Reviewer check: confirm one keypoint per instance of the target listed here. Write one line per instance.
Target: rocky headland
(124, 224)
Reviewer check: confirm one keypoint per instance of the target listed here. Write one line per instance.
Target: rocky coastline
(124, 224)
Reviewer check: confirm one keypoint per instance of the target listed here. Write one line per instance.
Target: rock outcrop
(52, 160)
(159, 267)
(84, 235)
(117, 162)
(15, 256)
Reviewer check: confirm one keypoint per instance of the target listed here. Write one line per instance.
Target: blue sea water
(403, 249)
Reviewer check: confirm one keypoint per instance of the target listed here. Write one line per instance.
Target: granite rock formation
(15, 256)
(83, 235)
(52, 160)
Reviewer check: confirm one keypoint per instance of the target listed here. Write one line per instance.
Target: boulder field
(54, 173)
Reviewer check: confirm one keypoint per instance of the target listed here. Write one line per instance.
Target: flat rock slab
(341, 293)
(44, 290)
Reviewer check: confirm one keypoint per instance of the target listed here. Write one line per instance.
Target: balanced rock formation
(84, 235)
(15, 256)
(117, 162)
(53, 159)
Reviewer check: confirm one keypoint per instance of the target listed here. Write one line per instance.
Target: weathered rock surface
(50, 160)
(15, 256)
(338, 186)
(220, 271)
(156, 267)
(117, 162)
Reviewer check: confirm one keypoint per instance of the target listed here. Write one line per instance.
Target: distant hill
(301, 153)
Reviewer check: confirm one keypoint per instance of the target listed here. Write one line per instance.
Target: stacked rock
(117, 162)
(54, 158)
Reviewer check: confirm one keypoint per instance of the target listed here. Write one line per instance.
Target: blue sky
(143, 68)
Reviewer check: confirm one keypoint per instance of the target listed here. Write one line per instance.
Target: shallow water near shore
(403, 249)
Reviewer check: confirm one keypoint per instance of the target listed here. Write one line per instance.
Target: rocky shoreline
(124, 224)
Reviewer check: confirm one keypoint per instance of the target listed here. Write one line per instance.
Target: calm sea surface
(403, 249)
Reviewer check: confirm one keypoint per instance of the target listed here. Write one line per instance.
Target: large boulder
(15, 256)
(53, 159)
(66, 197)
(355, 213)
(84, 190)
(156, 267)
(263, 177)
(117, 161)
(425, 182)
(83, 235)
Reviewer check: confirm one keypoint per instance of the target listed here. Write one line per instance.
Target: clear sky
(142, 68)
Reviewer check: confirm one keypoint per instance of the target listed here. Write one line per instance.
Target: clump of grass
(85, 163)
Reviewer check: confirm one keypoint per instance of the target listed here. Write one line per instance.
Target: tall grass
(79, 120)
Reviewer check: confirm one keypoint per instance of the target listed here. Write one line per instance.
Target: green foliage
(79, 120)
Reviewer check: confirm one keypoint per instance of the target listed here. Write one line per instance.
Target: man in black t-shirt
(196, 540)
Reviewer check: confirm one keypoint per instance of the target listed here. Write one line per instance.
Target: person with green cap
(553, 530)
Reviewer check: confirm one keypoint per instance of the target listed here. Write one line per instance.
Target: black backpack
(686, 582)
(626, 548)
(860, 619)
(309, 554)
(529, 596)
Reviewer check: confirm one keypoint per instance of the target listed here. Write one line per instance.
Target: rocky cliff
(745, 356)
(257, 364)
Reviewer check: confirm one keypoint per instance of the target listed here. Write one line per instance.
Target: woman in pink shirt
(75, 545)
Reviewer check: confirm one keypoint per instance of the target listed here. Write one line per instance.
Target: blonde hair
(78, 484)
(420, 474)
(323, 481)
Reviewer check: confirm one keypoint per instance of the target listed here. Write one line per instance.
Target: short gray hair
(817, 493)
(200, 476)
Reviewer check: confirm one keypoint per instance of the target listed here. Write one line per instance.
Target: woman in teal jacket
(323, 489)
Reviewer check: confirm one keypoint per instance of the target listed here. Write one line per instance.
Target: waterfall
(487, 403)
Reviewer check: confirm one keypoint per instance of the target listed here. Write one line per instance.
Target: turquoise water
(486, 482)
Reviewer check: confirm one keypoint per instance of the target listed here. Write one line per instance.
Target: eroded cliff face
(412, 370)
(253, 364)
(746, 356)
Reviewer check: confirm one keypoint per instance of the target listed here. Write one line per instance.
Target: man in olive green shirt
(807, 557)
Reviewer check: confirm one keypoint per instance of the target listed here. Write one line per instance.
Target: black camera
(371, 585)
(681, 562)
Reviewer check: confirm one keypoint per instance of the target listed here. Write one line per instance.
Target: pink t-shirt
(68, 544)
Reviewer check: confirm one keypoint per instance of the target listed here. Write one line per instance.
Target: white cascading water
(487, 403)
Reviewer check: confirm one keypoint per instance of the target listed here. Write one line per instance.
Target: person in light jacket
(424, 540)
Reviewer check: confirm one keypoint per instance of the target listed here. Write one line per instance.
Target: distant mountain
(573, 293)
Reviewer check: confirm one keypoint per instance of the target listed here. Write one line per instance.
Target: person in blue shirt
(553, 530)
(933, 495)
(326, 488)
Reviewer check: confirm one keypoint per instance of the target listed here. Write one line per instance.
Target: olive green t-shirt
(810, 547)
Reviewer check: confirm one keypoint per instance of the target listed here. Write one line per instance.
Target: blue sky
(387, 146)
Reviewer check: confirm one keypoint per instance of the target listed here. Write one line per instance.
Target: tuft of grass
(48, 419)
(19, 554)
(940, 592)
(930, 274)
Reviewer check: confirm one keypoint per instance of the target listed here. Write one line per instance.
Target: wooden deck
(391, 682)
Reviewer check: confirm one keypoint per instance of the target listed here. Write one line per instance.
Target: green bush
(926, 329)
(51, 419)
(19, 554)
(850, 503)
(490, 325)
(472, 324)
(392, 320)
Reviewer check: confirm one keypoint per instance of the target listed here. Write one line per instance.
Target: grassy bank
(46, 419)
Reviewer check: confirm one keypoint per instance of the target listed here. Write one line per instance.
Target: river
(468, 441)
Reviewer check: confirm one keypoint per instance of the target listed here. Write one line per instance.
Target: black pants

__________________________________________________

• The problem:
The entries above must be returned exactly.

• Reply to the task:
Reviewer check: confirm one keypoint per instance of the target listed here. Write one line per instance.
Target: rocky headland
(124, 224)
Reviewer check: confirm one keypoint per instance of the target listed here. Write one line per instance.
Target: rocky coastline
(124, 224)
Reviewer check: confirm one keypoint per instance of the target listed here. Write one line per instance.
Target: rock outcrop
(52, 160)
(159, 267)
(84, 235)
(117, 162)
(15, 256)
Reviewer check: confirm one keypoint per instance of the target listed here. Write one line per instance.
Target: blue sea water
(403, 249)
Reviewer check: confirm one keypoint per instance of the target listed here. Write one line per instance.
Target: granite rock formation
(15, 256)
(83, 235)
(52, 160)
Reviewer check: confirm one keypoint per instance of the target listed here. Write one line per instance.
Target: boulder field
(54, 173)
Reviewer check: confirm one keypoint per instance of the target listed here. Write one line per instance.
Target: flat rock slab
(341, 293)
(44, 290)
Reviewer check: confirm one keypoint per instance of the target listed here. Write one line per instance.
Target: balanced rock formation
(84, 235)
(15, 256)
(117, 162)
(53, 159)
Reviewer check: confirm one keypoint per instance of the target listed here. Write one line per instance.
Target: weathered rock surface
(50, 160)
(15, 256)
(338, 186)
(220, 271)
(156, 267)
(117, 162)
Reviewer check: confirm one keypoint per instance of the target listed here. Write one line per instance.
Target: distant hill
(301, 153)
Reviewer check: confirm one keypoint per instance of the target listed here. Write one line per instance.
Target: stacked rock
(117, 162)
(54, 158)
Reviewer check: confirm one keypoint per instance of the target listed here. Write one line per instance.
Target: blue sky
(143, 68)
Reviewer check: confirm one keypoint per instance of the target listed here. Write one line per instance.
Target: shallow water near shore
(403, 249)
Reviewer check: confirm one keypoint per instance of the target listed here. Write one line per instance.
Target: rocky shoreline
(124, 224)
Reviewer check: confirm one keypoint per instance of the target listed here. Write one line per instance.
Target: calm sea surface
(403, 249)
Reviewer check: confirm one keypoint per instance of the target listed here. Write one line per instance.
Target: large boulder
(15, 256)
(53, 159)
(66, 197)
(355, 213)
(84, 190)
(156, 267)
(263, 177)
(117, 161)
(425, 182)
(83, 235)
Reviewer check: confirm one keypoint per instance of the target listed here. Write one line per instance.
Target: clear sky
(142, 68)
Reviewer check: confirm one keypoint per instance of the target listed here. Write one line per instance.
Target: clump of grass
(85, 163)
Reviewer check: confirm one keypoint per instance of the target listed here. Write one line per instance.
Target: tall grass
(79, 120)
Reviewer check: confirm one keypoint per instance of the target listed here. Write one line per instance.
Target: green foliage
(79, 120)
Reviewer check: confirm one keypoint per instance of the target listed here. Write one line per instance.
Target: man in black t-shirt
(196, 540)
Reviewer check: confirm one keypoint per instance of the target listed here. Write one line per instance.
Target: person with green cap
(553, 530)
Reviewer check: confirm one keypoint per instance of the target listed here. Write one line per instance.
Target: black backpack
(686, 582)
(626, 548)
(860, 619)
(309, 554)
(529, 596)
Reviewer check: confirm one keypoint per instance of the target listed here. Write one line per instance.
Target: rocky cliff
(745, 356)
(257, 364)
Reviewer check: confirm one keypoint per instance of the target listed here. Write one line per instance.
Target: woman in pink shirt
(75, 545)
Reviewer check: confirm one keypoint per instance of the target listed here. Write one line per instance.
Target: blonde hair
(78, 484)
(420, 474)
(323, 481)
Reviewer check: confirm one keypoint per instance of the target listed here. Write one line per instance.
Target: short gray hair
(817, 493)
(200, 476)
Reviewer check: confirm one keypoint per instance of the target listed here. Write one line per instance.
Target: woman in teal jacket
(323, 489)
Reviewer check: confirm one keypoint per instance of the target listed here. Write one line per instance.
Target: waterfall
(487, 403)
Reviewer check: confirm one keypoint per instance of the target listed here. Write one line per instance.
Target: turquoise water
(486, 482)
Reviewer check: confirm one keypoint per instance of the target listed here. Write one line per instance.
Target: eroded cliff face
(412, 370)
(253, 364)
(746, 356)
Reviewer check: confirm one keypoint per instance of the target listed here. Write one line per instance.
Target: man in olive green shirt
(807, 557)
Reviewer check: confirm one keypoint per instance of the target listed here. Write one line per instance.
Target: black camera
(371, 585)
(681, 562)
Reviewer check: confirm one keypoint per instance of the target listed here. Write one line per instance.
Target: pink t-shirt
(68, 544)
Reviewer check: confirm one keypoint per instance of the target listed here. Write one line per instance.
Target: white cascading water
(487, 403)
Reviewer check: confirm one keypoint per instance of the target listed here. Write one line per instance.
Target: person in light jacket
(424, 540)
Reviewer check: confirm one keypoint per instance of the target listed here. Write one line per instance.
Target: distant mountain
(573, 293)
Reviewer check: confirm one keypoint per instance of the target listed here. Write one line per instance.
Target: person in blue shirt
(553, 530)
(933, 495)
(326, 488)
Reviewer check: confirm one keypoint per instance of the target listed here. Write one line per instance.
Target: olive green t-shirt
(810, 547)
Reviewer check: confirm one keypoint per instance of the target listed here. Write one line per instance.
Target: blue sky
(387, 146)
Reviewer check: confirm one keypoint per instance of the target listed here. Write one line per instance.
Target: tuft of grass
(48, 419)
(19, 554)
(940, 592)
(930, 274)
Reviewer check: confirm one keypoint per instance of the target listed here. Write one line per instance.
Target: wooden deck
(391, 682)
Reviewer check: confirm one keypoint per instance of the target listed here. Write one line per instance.
Target: green bush
(926, 329)
(51, 419)
(19, 554)
(850, 503)
(490, 325)
(472, 324)
(392, 320)
Reviewer check: confirm one keypoint per instance of the target listed here. Write one line per instance.
Target: grassy bank
(46, 419)
Reviewer check: confirm one keypoint per instance of the target listed here. Write one line per instance.
Target: river
(468, 441)
Reviewer check: confirm one keypoint per instance of the target listed here. Write one line per instance.
Target: black pants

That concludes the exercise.